** start Given passage **

If I had kids to talk to (I mean kids who would listen, unlike my kids who dance in place until I stop making noise), I'd tell them to not bother learning to read. It's not worth it. If I'd never learned to read, I wouldn't have read You Can't Be President by John R. MacArthur. What makes MacArthur's book more frustrating is that, if he could lay aside his bias, I'd agree with his basic premise.
MacArthur uses quotation marks to undermine any technical term applied to conservatives. Instead of saying "Republican leaders," he'll say "Republican 'leaders,'" letting you know he doesn't think they're "leading" at all (wink wink!). For instance, he writes, "Unfortunately, instead of meeting genuine scholars, I found myself debating Joshua Muravchik, a 'resident scholar' at the American Enterprise Institute, a wealthy 'think tank' funded by right-wing corporations and individuals with little pretense of thoughtfulness but very high standards for propaganda" (29-30). MacArthur is insulted that he, a magazine publisher, is placed on a panel not with "genuine scholars," but with other magazine folks like Muravchik, who often writes for "Commentary." The constant use of stage-direction finger-quotes makes the whole thing read like it's being dictated by an indignant 13-year-old girl. "Like, the Republitards say they 'care' about the 'environment,' but, like, they totally DON'T!"

** end Given passage **

To-do list —
1) According to the book review, whom did MacArthur end up debating instead of genuine scholars?
2) Return the stretch of the book review from "If I had kids" through "his basic premise.", copied word for word.

** start Recorded information **

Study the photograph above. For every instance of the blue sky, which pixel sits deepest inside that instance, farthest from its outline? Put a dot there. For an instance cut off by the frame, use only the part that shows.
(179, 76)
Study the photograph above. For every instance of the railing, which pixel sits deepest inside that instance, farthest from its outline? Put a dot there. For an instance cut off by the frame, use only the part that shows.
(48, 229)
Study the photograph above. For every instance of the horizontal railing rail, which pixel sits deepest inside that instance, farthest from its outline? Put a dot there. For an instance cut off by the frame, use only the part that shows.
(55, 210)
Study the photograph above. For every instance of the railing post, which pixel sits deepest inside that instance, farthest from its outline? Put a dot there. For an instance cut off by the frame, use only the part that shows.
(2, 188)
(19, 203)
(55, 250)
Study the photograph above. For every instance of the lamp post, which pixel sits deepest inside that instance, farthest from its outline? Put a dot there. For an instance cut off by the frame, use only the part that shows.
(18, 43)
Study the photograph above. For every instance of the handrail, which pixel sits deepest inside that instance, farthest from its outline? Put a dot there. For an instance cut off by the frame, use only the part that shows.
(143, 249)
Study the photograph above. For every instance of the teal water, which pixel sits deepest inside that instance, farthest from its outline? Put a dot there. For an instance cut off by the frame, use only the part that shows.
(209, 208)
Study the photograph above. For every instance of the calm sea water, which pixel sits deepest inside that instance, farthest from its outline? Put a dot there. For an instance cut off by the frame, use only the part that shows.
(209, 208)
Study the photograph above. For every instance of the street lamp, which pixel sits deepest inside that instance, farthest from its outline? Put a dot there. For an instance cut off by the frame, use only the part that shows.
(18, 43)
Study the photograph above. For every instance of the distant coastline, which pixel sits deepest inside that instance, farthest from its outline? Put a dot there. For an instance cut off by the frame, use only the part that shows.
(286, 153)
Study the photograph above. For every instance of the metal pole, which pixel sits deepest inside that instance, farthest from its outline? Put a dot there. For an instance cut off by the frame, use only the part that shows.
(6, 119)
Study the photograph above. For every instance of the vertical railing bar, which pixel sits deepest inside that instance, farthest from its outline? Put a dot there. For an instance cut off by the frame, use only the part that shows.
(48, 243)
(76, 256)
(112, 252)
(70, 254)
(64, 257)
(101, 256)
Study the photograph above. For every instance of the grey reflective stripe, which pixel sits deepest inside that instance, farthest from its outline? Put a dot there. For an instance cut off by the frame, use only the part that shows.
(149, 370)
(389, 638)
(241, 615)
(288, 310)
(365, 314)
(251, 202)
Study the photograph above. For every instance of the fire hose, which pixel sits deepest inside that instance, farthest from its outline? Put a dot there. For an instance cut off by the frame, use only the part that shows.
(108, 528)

** end Recorded information **

Responses to the tasks —
1) He debated Joshua Muravchik, a "resident scholar" at the American Enterprise Institute.

2)
If I had kids to talk to (I mean kids who would listen, unlike my kids who dance in place until I stop making noise), I'd tell them to not bother learning to read. It's not worth it. If I'd never learned to read, I wouldn't have read You Can't Be President by John R. MacArthur. What makes MacArthur's book more frustrating is that, if he could lay aside his bias, I'd agree with his basic premise.